Aim: Reproduce the listing below, substituting "marker" for each occurrence of "pin" and leaving everything else unchanged.

Extracted information:
--
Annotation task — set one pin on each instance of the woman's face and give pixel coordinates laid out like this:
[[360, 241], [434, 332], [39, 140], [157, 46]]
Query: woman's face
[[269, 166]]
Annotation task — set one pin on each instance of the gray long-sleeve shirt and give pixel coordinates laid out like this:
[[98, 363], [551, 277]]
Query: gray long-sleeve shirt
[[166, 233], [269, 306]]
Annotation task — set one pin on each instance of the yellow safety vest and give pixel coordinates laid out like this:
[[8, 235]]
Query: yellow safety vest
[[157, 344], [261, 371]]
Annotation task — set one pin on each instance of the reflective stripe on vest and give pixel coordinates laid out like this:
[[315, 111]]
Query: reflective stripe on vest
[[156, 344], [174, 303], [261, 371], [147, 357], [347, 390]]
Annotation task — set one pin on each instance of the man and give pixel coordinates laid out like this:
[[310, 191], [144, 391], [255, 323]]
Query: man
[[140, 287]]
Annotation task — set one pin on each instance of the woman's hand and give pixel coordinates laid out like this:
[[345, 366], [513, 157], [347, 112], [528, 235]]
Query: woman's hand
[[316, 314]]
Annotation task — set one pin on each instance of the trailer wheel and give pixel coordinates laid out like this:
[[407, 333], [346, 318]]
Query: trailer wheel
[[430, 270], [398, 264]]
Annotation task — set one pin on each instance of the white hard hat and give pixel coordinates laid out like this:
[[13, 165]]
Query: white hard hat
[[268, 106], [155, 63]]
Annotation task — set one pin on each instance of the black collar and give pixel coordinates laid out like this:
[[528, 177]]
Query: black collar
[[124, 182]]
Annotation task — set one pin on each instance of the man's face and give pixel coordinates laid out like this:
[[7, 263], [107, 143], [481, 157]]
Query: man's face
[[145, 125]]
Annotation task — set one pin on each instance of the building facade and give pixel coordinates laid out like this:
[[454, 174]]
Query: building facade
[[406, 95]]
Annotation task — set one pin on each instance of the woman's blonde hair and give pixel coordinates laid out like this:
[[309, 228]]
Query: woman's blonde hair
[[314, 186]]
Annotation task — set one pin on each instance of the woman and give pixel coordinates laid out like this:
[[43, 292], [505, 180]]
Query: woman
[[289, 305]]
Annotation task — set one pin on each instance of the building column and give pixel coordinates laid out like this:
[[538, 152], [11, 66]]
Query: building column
--
Exercise response:
Annotation task — set one marker on each instance of the woman's face and give pixel coordinates laid out like this:
[[360, 241], [434, 332], [39, 140], [157, 46]]
Query: woman's face
[[269, 166]]
Annotation task — set one marker on each instance of the gray long-sleeve shirt and give pixel coordinates laid out like this:
[[98, 363], [551, 277]]
Query: gray long-sleeve shirt
[[166, 233], [269, 306]]
Annotation task — set one marker on each instance of the yellow safety vest and give pixel coordinates laid out like this:
[[8, 235]]
Query: yellow safety vest
[[157, 344], [261, 371]]
Annotation task — set one marker on each instance of the reflective stripe on vest and give pixel coordinates laid out like this:
[[315, 111]]
Query: reflective stripe on vest
[[156, 344], [174, 303], [261, 371], [147, 357], [347, 390]]
Annotation task — set one marker on each instance of the man and give pixel coordinates laid out like this:
[[310, 191], [144, 391], [255, 323]]
Query: man
[[140, 287]]
Annotation task — set one marker on each instance of the woman's hand and give pixel coordinates laid out like this:
[[345, 366], [513, 157], [347, 112], [528, 235]]
Query: woman's hand
[[316, 314]]
Annotation task — set one marker on each instance of the trailer wheel and give pixel coordinates laid out like this:
[[407, 333], [346, 318]]
Query: trailer wheel
[[430, 270], [398, 264]]
Annotation task — set one marker on each instance of the white hard hat and give pixel coordinates laid out like this:
[[13, 165]]
Query: white hard hat
[[268, 106], [155, 63]]
Annotation task — set one marker on each instance of the black collar and give pixel coordinates laid out like this:
[[528, 177]]
Query: black collar
[[124, 182]]
Annotation task — set one marker on each instance of the man's face and give pixel coordinates laid out like this:
[[7, 263], [107, 143], [481, 157]]
Query: man's face
[[145, 125]]
Annotation task — set one marker on each instance of the building facade and give pixel coordinates laid out like this:
[[454, 174]]
Query: building facade
[[406, 95]]
Annotation task — set one marker on each instance of the woman's blonde hair and give pixel coordinates laid out like this:
[[309, 228]]
Query: woman's blonde hair
[[314, 186]]
Annotation task — set one marker on each instance of the woman and give pixel coordinates laid out like this:
[[43, 292], [505, 180]]
Query: woman
[[289, 305]]
Annotation task — set one marker on each instance of the building column and give pixel coordinates laid out like this:
[[538, 152], [11, 66]]
Query: building column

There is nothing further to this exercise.